*Problem statement*: Reproduce verbatim the lines of the material below, from the line containing "Would you mind pointing out the pale" through the final line, both ends included.

*Listed entries*:
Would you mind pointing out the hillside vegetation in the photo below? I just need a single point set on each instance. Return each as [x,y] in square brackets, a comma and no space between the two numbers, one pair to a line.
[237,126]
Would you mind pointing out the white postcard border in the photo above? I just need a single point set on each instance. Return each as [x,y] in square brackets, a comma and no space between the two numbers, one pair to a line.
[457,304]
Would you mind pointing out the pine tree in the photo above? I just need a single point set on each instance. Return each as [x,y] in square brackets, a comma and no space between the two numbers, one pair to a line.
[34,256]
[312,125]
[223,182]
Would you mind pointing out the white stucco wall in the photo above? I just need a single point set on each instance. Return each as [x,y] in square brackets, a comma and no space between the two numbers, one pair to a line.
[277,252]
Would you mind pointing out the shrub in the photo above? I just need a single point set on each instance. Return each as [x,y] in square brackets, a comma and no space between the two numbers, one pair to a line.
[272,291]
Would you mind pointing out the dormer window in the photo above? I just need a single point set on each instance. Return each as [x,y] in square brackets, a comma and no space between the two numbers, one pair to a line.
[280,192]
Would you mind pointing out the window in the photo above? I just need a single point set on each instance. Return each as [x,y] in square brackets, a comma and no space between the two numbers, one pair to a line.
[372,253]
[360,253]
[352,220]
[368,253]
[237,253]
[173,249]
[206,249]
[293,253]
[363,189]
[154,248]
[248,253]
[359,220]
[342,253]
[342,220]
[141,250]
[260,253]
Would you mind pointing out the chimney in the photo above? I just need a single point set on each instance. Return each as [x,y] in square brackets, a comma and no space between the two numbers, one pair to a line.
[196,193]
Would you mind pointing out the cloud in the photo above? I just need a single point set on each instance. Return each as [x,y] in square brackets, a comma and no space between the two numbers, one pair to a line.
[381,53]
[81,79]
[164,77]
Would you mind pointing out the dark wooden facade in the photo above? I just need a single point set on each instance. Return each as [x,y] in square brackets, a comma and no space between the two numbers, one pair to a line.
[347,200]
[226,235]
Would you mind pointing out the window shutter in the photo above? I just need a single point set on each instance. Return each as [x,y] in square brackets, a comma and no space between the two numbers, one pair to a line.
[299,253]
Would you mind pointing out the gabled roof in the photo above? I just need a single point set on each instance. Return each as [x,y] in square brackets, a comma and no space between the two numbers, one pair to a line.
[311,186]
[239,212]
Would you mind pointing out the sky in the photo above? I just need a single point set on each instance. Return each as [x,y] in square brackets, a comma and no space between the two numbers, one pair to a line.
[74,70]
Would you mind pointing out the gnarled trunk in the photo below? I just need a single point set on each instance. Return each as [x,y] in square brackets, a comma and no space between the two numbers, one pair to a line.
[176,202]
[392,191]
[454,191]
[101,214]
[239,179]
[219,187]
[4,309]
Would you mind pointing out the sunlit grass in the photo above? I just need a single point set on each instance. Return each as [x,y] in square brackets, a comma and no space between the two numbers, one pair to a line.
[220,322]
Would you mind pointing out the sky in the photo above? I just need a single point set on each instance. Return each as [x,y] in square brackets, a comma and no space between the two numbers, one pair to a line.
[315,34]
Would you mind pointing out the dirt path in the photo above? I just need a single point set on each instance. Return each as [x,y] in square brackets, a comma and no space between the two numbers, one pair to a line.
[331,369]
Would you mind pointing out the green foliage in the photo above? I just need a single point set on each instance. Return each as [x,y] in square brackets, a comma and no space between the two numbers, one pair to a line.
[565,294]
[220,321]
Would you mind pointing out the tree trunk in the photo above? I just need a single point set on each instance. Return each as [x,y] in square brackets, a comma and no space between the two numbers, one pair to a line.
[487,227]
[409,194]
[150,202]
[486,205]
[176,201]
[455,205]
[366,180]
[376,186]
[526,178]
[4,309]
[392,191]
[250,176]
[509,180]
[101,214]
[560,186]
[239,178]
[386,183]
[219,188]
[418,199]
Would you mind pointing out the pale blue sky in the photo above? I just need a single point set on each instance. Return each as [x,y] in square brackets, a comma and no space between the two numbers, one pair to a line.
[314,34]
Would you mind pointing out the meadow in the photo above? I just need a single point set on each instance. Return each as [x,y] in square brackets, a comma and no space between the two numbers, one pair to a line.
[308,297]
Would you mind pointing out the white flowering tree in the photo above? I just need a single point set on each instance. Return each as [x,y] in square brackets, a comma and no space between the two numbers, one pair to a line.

*Task answer*:
Would you mind pointing out the pale blue sky in the photo above? I just need a single point set on each instance. Return each as [x,y] in square brackets, a comma and no space between the two numbers, one pair to a line.
[314,34]
Would you mind pointing out the meadow in the photo above? I just need a single point set on each instance. Return each as [x,y] in square brackets, a comma and no space between the two numbers, one pair to a line.
[308,297]
Would you mind pointing out the white flowering tree in the photo above? I just need a single point set on each instance. Return each as [x,y] in square brackets, a comma and no space between the two numbers, one pair to a line.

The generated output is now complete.